Brief A.
According to the passage on the human eye, why does the pupil look black?
Brief B.
Extend the passage on the human eye past its final sentence.

DK Human Body: Eye
Our eyes create our sense of vision. They take in light rays, focus them to create an image, and convert this image into a stream of billions of nerve impulses that travels to the brain. The impulses are interpreted in different parts of the brain, but come together to create the detailed, color, 3-D image we “see.”
The pupil is a hole that lets light enter the eye. It appears black, because light passes straight through it without being reflected. Around the pupil is the iris, a circle of colored muscle that controls the pupil’s size. In dim light the pupil widens to take in extra light. In bright light it shrinks to protect the nerve cells at the back of the eye.
The eye has a curved, transparent lens that bends light rays to create an image. The eye focuses images on the retina, just as a projector focuses images on a screen. To keep the image sharp, the lens changes shape. Muscles around the lens make it fatter for nearby objects and thinner for distant objects.

Excerpted data.
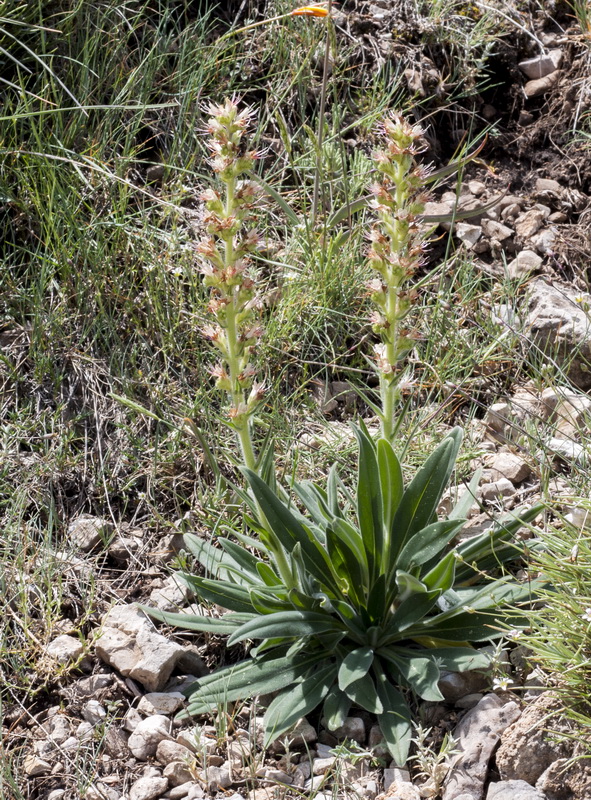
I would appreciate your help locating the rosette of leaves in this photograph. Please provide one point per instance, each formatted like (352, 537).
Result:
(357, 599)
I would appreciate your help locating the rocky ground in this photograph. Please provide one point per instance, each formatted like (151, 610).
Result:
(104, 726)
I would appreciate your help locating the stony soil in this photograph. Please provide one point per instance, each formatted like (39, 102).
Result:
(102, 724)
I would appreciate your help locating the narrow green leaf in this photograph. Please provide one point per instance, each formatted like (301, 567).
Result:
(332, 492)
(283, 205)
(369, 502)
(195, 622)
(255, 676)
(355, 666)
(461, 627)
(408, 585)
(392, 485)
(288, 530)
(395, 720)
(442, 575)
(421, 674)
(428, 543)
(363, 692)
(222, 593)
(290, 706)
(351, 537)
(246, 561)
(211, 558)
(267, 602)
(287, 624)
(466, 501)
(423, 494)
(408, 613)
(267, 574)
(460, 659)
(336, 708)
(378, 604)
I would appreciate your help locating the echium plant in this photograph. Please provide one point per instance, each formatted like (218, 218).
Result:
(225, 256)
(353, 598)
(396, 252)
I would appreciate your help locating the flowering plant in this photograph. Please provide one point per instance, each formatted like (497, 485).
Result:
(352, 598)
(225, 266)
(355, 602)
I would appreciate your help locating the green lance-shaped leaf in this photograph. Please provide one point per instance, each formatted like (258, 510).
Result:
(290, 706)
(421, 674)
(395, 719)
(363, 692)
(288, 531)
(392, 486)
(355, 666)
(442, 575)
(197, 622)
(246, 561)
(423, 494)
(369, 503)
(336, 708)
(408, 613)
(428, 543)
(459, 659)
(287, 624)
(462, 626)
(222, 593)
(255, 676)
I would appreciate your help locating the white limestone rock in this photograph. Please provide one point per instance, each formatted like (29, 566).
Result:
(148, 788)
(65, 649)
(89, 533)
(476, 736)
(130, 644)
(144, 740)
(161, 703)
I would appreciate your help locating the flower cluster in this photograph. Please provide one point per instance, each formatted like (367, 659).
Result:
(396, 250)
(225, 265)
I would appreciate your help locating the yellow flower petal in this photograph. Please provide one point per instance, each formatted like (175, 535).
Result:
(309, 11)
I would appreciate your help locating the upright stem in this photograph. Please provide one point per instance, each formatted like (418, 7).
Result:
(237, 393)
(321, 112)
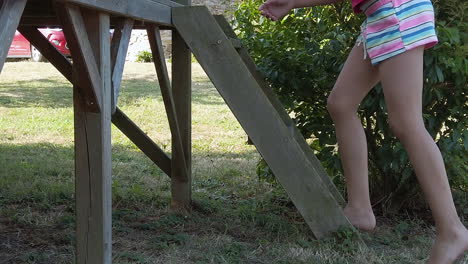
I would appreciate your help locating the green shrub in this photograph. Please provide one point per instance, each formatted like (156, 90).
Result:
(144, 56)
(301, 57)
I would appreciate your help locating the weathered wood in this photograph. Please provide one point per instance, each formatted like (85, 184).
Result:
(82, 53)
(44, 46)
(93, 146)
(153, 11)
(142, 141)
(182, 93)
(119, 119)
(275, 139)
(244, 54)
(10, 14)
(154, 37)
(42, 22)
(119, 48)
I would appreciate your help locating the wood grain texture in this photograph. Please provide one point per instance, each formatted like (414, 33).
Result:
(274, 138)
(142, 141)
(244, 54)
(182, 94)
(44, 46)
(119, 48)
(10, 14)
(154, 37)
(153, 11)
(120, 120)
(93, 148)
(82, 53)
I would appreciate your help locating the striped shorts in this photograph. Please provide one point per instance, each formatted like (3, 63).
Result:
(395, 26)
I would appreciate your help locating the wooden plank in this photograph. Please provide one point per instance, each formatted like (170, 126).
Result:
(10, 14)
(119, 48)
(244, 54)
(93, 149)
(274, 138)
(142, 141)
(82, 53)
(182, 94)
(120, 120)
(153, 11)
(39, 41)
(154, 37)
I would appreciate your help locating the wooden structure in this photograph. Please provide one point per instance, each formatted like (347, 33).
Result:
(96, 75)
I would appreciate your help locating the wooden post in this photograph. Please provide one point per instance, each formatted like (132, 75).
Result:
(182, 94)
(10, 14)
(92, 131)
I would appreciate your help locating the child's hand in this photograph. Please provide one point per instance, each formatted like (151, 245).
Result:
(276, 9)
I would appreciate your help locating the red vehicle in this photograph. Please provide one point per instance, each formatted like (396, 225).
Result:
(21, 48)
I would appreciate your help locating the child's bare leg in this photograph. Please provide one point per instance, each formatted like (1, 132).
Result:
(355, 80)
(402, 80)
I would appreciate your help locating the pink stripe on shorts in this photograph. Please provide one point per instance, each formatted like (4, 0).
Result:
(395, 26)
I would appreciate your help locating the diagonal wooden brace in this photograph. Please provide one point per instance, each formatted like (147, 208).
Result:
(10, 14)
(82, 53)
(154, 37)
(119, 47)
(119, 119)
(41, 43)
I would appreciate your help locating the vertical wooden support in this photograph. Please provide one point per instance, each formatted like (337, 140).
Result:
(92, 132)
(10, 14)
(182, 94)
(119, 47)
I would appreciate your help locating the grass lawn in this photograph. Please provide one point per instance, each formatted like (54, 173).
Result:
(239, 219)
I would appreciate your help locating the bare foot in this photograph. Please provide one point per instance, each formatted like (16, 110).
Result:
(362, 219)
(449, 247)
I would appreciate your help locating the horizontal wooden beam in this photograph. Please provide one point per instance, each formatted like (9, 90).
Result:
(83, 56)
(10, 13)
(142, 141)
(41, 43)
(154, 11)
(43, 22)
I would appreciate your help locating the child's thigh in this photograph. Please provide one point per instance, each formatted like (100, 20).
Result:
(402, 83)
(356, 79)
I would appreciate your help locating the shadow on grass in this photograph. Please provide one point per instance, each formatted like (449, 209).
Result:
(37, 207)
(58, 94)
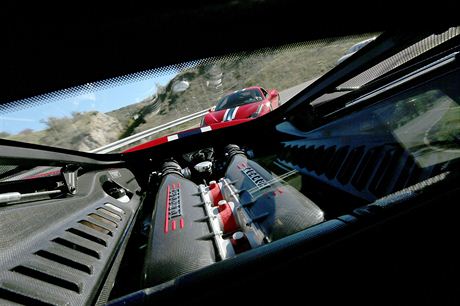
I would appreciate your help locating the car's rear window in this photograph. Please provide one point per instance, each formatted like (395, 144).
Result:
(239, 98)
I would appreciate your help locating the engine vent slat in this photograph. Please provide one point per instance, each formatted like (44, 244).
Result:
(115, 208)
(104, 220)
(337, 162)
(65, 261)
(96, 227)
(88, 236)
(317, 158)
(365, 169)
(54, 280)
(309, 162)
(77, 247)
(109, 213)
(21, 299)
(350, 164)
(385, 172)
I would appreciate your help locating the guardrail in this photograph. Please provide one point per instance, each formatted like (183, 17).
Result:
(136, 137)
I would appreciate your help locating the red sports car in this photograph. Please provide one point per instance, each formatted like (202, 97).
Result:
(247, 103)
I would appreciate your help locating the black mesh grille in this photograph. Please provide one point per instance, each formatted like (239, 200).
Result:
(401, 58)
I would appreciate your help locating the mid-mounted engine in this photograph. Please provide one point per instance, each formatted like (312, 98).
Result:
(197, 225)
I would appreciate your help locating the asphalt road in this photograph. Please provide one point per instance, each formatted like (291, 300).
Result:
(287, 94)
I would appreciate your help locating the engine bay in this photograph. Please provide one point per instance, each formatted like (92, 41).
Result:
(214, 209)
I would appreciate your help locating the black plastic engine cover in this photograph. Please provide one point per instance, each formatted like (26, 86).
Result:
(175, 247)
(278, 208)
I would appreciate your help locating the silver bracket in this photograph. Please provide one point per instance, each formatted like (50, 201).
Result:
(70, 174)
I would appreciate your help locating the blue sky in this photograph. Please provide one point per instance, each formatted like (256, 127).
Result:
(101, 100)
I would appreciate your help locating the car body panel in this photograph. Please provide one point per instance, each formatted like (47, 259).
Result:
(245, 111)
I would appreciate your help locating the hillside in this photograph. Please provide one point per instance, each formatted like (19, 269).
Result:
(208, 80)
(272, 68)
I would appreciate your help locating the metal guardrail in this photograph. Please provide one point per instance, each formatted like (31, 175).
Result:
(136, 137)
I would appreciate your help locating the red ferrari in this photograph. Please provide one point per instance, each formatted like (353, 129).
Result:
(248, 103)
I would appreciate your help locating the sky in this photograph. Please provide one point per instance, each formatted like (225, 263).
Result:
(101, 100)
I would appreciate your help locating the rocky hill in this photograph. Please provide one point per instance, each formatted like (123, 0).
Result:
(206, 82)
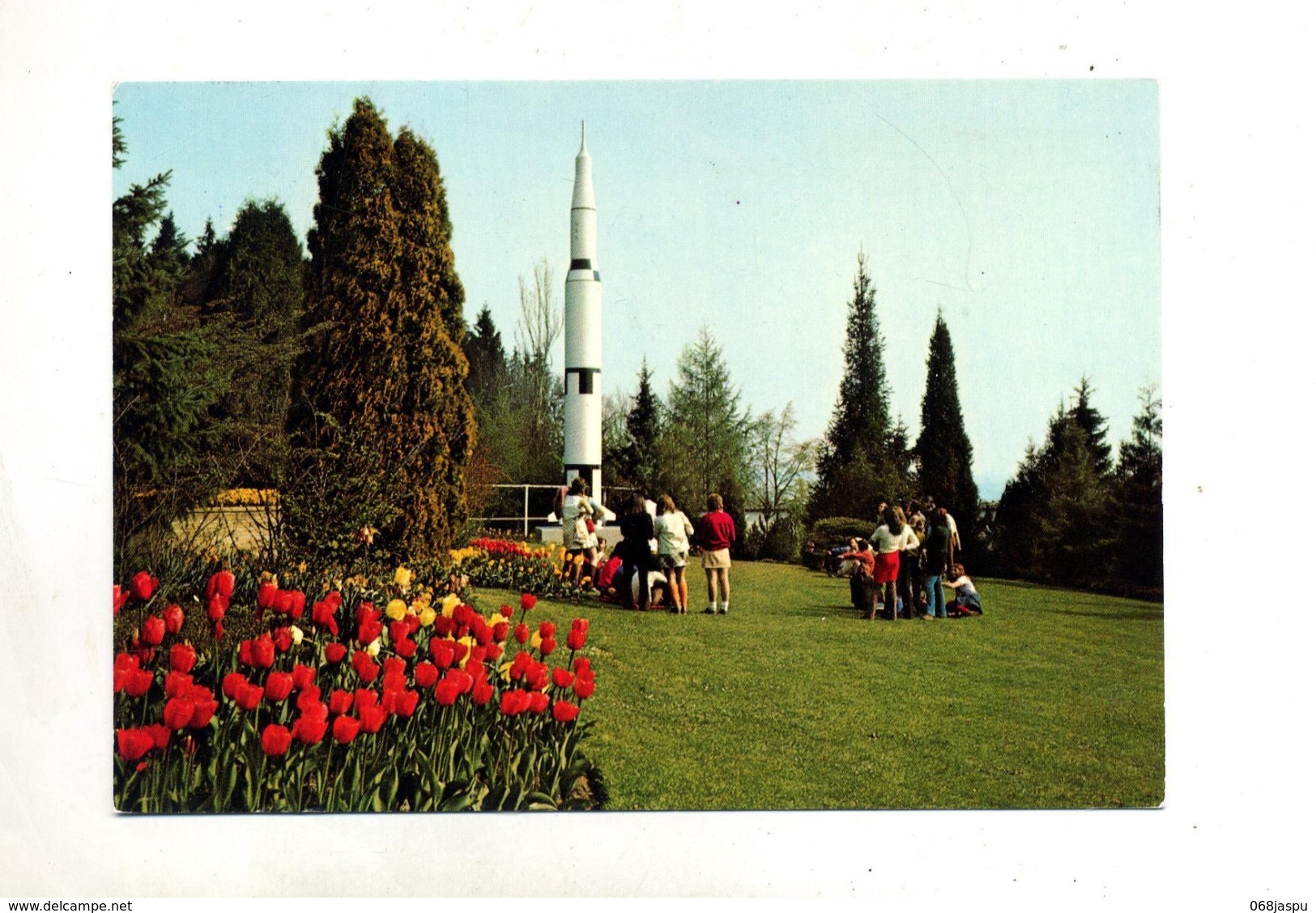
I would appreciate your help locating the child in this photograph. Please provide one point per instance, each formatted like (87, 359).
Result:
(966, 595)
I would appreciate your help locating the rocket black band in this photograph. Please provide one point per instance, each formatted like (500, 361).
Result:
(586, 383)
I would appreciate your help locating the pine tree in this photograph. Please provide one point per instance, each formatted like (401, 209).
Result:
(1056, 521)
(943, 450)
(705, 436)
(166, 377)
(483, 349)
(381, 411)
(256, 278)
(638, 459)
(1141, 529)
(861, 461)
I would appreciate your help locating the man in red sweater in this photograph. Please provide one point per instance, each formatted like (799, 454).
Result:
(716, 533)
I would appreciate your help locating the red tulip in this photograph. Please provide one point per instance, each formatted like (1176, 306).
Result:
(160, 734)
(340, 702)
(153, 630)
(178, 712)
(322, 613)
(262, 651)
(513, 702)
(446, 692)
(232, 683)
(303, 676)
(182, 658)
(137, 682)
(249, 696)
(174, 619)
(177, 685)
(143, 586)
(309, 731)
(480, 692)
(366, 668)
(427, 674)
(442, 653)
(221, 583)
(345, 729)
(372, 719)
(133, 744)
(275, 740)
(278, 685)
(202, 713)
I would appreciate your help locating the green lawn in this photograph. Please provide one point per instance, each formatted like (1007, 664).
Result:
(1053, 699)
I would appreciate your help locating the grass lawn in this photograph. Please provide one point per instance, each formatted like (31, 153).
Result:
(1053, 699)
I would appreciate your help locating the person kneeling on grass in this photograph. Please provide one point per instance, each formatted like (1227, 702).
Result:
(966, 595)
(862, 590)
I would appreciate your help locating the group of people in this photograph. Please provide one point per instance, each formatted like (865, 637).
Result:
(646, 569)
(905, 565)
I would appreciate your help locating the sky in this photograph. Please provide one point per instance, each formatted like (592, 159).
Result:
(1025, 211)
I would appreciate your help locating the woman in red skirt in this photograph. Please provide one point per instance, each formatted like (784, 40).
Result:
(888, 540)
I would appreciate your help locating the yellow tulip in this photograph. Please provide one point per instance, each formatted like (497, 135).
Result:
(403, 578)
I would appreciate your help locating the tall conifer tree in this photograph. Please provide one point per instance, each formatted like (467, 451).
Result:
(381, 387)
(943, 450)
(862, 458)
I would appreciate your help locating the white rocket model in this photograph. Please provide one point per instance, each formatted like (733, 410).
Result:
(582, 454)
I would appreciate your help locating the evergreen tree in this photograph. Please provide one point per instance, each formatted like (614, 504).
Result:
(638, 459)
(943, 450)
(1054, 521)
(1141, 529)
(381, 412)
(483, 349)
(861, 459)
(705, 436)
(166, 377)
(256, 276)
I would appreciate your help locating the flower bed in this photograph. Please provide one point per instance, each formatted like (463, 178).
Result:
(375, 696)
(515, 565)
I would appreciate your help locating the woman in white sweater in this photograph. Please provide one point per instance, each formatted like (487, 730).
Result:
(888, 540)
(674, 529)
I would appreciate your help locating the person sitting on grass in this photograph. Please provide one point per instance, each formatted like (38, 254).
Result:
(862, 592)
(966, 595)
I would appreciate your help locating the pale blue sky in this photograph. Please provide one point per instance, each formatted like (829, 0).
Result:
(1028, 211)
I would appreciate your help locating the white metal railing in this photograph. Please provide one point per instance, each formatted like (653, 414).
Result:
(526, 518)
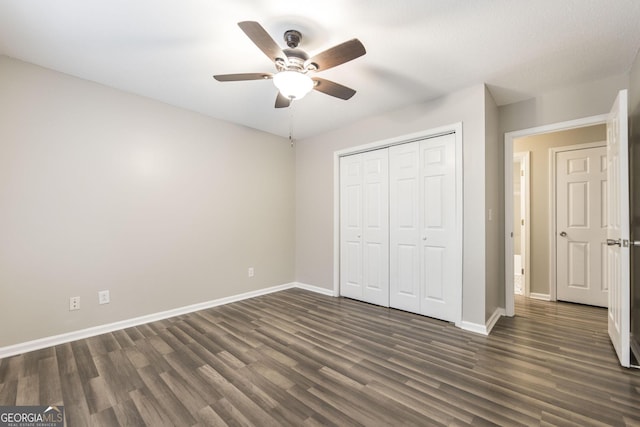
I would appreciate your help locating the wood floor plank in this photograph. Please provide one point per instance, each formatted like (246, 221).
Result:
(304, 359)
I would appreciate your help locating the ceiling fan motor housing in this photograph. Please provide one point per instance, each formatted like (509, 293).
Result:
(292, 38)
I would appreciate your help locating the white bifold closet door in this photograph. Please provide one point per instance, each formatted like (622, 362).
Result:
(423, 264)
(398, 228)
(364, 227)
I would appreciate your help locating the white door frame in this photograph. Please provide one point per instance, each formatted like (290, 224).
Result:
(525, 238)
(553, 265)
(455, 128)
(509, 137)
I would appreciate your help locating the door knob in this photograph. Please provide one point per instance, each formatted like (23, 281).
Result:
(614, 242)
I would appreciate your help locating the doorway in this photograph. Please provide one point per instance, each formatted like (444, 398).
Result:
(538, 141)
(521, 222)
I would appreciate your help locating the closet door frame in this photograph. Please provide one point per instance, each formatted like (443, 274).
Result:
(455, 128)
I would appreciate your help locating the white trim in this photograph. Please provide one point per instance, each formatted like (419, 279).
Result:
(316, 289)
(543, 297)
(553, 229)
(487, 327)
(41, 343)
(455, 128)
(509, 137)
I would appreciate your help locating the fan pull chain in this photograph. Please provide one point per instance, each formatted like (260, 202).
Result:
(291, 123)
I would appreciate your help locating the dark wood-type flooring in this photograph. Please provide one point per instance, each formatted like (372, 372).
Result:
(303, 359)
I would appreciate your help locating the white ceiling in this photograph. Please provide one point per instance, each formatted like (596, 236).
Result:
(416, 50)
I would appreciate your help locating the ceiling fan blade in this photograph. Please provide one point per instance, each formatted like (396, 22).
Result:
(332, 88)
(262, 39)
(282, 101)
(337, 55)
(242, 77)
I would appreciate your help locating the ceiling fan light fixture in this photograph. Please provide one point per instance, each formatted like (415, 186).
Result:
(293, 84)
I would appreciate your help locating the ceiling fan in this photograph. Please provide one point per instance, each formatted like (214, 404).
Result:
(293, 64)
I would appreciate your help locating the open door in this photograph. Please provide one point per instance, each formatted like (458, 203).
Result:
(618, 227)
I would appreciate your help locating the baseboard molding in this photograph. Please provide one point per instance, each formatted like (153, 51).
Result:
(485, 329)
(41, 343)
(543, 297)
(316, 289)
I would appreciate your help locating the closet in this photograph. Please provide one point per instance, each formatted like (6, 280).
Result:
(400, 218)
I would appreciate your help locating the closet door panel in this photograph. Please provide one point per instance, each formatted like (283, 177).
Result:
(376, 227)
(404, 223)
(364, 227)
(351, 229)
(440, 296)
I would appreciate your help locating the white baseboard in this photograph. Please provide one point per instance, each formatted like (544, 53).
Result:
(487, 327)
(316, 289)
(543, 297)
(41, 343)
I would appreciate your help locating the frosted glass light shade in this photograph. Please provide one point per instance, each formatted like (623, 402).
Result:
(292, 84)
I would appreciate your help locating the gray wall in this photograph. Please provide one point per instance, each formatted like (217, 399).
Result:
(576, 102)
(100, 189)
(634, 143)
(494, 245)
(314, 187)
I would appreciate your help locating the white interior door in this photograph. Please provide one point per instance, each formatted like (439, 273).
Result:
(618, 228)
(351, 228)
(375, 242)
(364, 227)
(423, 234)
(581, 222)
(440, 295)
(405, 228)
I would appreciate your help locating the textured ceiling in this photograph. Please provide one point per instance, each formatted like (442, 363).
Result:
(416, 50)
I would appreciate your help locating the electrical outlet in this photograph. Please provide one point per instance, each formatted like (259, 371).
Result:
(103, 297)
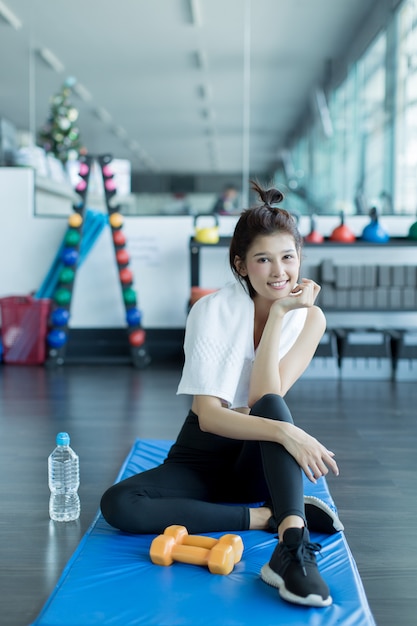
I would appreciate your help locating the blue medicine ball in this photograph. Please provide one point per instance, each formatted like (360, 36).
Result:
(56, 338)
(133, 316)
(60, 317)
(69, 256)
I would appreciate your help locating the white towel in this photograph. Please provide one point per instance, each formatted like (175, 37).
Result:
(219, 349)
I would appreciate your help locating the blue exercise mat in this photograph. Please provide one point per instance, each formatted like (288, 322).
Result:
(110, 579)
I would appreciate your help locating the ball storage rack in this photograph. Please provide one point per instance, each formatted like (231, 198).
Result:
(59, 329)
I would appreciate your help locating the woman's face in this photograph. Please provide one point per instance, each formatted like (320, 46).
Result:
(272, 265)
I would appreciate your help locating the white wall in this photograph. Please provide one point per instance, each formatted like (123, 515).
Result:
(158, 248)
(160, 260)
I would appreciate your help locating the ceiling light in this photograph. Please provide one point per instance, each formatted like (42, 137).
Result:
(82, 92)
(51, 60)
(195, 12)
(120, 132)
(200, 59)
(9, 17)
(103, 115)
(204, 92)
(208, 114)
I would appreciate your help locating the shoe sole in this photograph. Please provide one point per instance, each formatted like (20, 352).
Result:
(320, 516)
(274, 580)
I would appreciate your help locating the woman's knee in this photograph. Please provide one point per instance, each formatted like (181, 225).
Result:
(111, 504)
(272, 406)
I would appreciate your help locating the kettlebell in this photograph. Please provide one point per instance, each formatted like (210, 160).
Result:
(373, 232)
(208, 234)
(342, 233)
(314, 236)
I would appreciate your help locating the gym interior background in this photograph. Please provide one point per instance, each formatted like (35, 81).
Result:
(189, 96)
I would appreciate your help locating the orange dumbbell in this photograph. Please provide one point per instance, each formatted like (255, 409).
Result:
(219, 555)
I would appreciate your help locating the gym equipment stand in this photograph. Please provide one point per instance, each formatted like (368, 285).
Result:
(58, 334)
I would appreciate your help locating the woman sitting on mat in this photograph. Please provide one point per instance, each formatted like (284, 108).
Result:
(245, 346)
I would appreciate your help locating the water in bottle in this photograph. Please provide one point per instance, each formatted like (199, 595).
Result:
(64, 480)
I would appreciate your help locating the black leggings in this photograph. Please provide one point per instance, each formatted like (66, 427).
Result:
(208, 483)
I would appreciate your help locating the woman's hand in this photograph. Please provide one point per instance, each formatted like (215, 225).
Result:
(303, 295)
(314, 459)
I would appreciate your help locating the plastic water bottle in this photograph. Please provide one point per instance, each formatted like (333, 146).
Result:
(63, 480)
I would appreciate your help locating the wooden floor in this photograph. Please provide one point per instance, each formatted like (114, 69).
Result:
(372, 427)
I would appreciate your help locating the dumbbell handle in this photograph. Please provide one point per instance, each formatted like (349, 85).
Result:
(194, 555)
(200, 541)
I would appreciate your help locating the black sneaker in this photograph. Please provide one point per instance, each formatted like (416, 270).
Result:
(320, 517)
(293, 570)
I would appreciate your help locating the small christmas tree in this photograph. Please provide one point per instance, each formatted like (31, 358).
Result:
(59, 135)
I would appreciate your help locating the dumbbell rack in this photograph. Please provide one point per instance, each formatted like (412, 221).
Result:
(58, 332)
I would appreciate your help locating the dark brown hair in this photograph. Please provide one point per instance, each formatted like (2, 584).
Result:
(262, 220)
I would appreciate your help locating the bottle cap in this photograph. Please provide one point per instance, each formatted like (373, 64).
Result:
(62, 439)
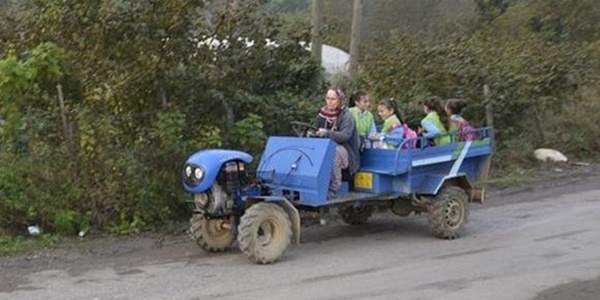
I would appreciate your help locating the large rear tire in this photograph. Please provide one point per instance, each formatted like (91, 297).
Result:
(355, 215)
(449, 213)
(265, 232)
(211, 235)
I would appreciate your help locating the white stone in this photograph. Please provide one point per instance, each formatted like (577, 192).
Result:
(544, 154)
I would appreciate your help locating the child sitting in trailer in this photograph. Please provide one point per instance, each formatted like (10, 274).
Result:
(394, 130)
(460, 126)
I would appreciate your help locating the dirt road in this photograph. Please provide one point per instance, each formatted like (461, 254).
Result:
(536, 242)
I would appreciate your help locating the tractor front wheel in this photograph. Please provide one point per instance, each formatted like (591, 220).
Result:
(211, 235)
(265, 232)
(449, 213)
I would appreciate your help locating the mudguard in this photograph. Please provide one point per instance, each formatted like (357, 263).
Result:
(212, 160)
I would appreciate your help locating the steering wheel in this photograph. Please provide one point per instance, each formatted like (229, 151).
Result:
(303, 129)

Response box A.
Light passes straight through it without being reflected.

Response box B.
Each eye sees the world from a different angle, creating slightly different pictures. The brain combines these two pictures into a single, three-dimensional image. This is called binocular vision. Seeing in 3-D helps you to judge the distance and size of objects much more easily.
The cells in the retina that are sensitive to light are called rods and cones. Rods work best in dim light, but cannot see color. Cones can detect colors in bright light. There are three types of cones, and each type is sensitive to one of the primary light colors—red, blue, or green. By combining information from all three, we are able to see all the colors of the rainbow.